• **PROBLEM STATEMENT**:
Continue the issue thread about shutting down the Dota 2 Python package gracefully in a long-running process, starting right after its last line.

• **SELECTED EXCERPT**:
####
ValvePython / dota2

🐸 Python package for interacting with Dota 2 Game Coordinator
http://dota2.readthedocs.io
204 stars 32 forks source link

Graceful shutdown of execution in long-running process #57

Closed DEV-ONI closed 3 years ago

DEV-ONI commented 3 years ago

Thanks for creating such a great package!

I was hoping to ask for insight on some things regarding the package I've experimented with some code that automates some interaction with the Dota client that:

  1. instantiates a SteamClient
  2. attaches event handlers to this instance of the SteamClient
  3. passes the instance to to DotaClient
  4. attaches event handlers to this instance of the DotaClient
  5. calls the login method of the SteamClient instance
  6. performs some event handling through the registered callbacks
  7. call logout when this is finished

As I understand, the logout method of the steam client

  1. disconnects the user from the dota client and steam client
  2. kills the heartbeat and message receiving greenlet loops of the application necessary for communicating with the GC servers

In a long-running process where the above is repeatedly run, would killing the greenlets through logout be the most graceful way of shutting down the greenlets and free the resources?

I saw increasing memory usage through memory profiling despite calling logout and confirming no greenlets are running and wondered what I might to do mitigate this on repeated executions

DEV-ONI commented 3 years ago

I hope this may be of some help.

I ran the above several times, and used tracemalloc to find allocations with each repeated execution.

event emitter allocations were also accumulating until I added remove_listeners on teardown for the dota and steam client. Below is a sample of the trace allocating the most memory per run, with total KiB accumulating after several iterations

I'm not sure if this is what would classify as a memory leak, or am I misunderstanding something? Please let me know what you think.


                    new KiB:  9.03125
                    total KiB: 36.453125
                    new:  161
                    total memory blocks: 646

  File "/home/user/.pyenv/versions/myvenv/lib/python3.8/site-packages/steam/client/__init__.py", line 155
    CMClient._handle_cm_list(self, msg)  # clear and merge
  File "/home/user/.pyenv/versions/myvenv/lib/python3.8/site-packages/steam/core/cm.py", line 397
    self.cm_servers.merge_list(new_servers)
  File "/home/user/.pyenv/versions/myvenv/lib/python3.8/site-packages/steam/core/cm.py", line 570
    self.mark_good((ip, port))
  File "/home/user/.pyenv/versions/myvenv/lib/python3.8/site-packages/steam/core/cm.py", line 549
    self.list[server_addr].update({'quality': CMServerList.Good, 'timestamp': time()})

                    new KiB: 7.7109375
                    total KiB: 29.0390625
                    new: 47
                    total memory blocks: 177

  File "/home/user/.pyenv/versions/myvenv/lib/python3.8/site-packages/steam/client/__init__.py", line 524
    eresult = self._pre_login()
  File "/home/user/.pyenv/versions/myvenv/lib/python3.8/site-packages/steam/client/__init__.py", line 443
    if not self.connect():
  File "/home/user/projects/user/user_test_code/test_code/game_manager.py", line 618
    if SteamClient.connect(self, retry=cm_connect_retry):
  File "/home/user/.pyenv/versions/myvenv/lib/python3.8/site-packages/steam/client/__init__.py", line 93
    return CMClient.connect(self, *args, **kwargs)
####
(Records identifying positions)
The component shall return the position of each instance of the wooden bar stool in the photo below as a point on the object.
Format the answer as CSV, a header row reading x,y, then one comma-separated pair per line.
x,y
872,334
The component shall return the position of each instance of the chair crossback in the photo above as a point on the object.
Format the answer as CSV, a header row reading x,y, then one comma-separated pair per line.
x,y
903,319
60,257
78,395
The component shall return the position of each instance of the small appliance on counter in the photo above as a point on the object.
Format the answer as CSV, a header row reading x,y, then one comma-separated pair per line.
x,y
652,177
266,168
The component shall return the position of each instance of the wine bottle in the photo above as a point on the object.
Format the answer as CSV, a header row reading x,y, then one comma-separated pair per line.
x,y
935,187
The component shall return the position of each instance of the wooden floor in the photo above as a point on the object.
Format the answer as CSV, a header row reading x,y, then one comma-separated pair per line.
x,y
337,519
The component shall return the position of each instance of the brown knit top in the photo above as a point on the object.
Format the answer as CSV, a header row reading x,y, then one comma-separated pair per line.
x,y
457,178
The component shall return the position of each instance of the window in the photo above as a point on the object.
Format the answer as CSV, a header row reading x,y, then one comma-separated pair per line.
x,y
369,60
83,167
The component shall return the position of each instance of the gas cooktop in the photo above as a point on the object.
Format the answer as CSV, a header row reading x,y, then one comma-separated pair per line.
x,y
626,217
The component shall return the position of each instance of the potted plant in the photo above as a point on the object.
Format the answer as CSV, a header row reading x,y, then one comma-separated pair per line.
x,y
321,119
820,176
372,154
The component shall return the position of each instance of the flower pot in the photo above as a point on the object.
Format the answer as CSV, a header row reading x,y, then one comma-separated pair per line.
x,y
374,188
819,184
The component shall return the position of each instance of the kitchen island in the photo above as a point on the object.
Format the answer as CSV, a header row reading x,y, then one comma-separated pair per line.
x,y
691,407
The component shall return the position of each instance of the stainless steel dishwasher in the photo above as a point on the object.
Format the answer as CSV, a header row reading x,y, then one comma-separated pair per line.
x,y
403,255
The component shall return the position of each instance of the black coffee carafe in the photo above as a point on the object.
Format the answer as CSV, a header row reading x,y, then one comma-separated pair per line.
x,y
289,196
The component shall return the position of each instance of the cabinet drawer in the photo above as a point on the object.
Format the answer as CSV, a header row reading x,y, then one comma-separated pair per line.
####
• **EXERCISE ANSWER**:
  File "/home/user/.pyenv/versions/myvenv/lib/python3.8/site-packages/steam/core/cm.py", line 135
    if not self.cm_servers.bootstrap_from_webapi():
  File "/home/user/.pyenv/versions/myvenv/lib/python3.8/site-packages/steam/core/cm.py", line 509
    self.merge_list(map(str_to_tuple, serverlist))
  File "/home/user/.pyenv/versions/myvenv/lib/python3.8/site-packages/steam/core/cm.py", line 570
    self.mark_good((ip, port))
  File "/home/user/.pyenv/versions/myvenv/lib/python3.8/site-packages/steam/core/cm.py", line 549
    self.list[server_addr].update({'quality': CMServerList.Good, 'timestamp': time()})
rossengeorgiev commented 3 years ago

Sounds like you may be registering event listeners over and over again. I've ran processes over the span of months and even a year with stable memory usage. The only issues I've encountered are bugs in gevent. Need to code to reproduce the issue

DEV-ONI commented 3 years ago

Thank you for responding.

I'll attempt to simplify my code to isolate the issue, as it might be too large to submit here. I'll also post the memory graph.

I don't seem to have the problem anymore with event listeners after I removed them before logging out, as stated above, however I believe the tracebacks of my snapshots show that memory allocations are accumulating elsewhere. Correct me if I'm wrong though.

DEV-ONI commented 3 years ago

I wrote a little script to represents what I wish to accomplish, albeit with slightly less functionality for simplicity and to isolate my issue.

I achieved the same behavior with this script, but in reality my implementation is within a simple server.

In this code, I have 5 sets of credentials used to start 5 sessions in succession with 20 repetitions. Each session expires after some amount of time. Attached is a graph generated by the memory_profiler package

Is the increase in memory not necessarily a memory leak? Or is there something incorrect with my approach? I've only benchmarked it for about 20 minutes, nowhere near as long as several months, perhaps it is yet to plateau due to the nature of Pythons dynamic memory allocation?

from steam.client import SteamClient
from dota2.client import Dota2Client
import gevent

import time
import logging

logging.basicConfig(
    format='[%(asctime)s] %(levelname)s %(name)s: %(message)s', 
    level=logging.DEBUG
)

credentials = [
    ('username_1', 'credentials_1'), # 1st tuple of credentials
    ...
    ('username_5', 'credentials_5')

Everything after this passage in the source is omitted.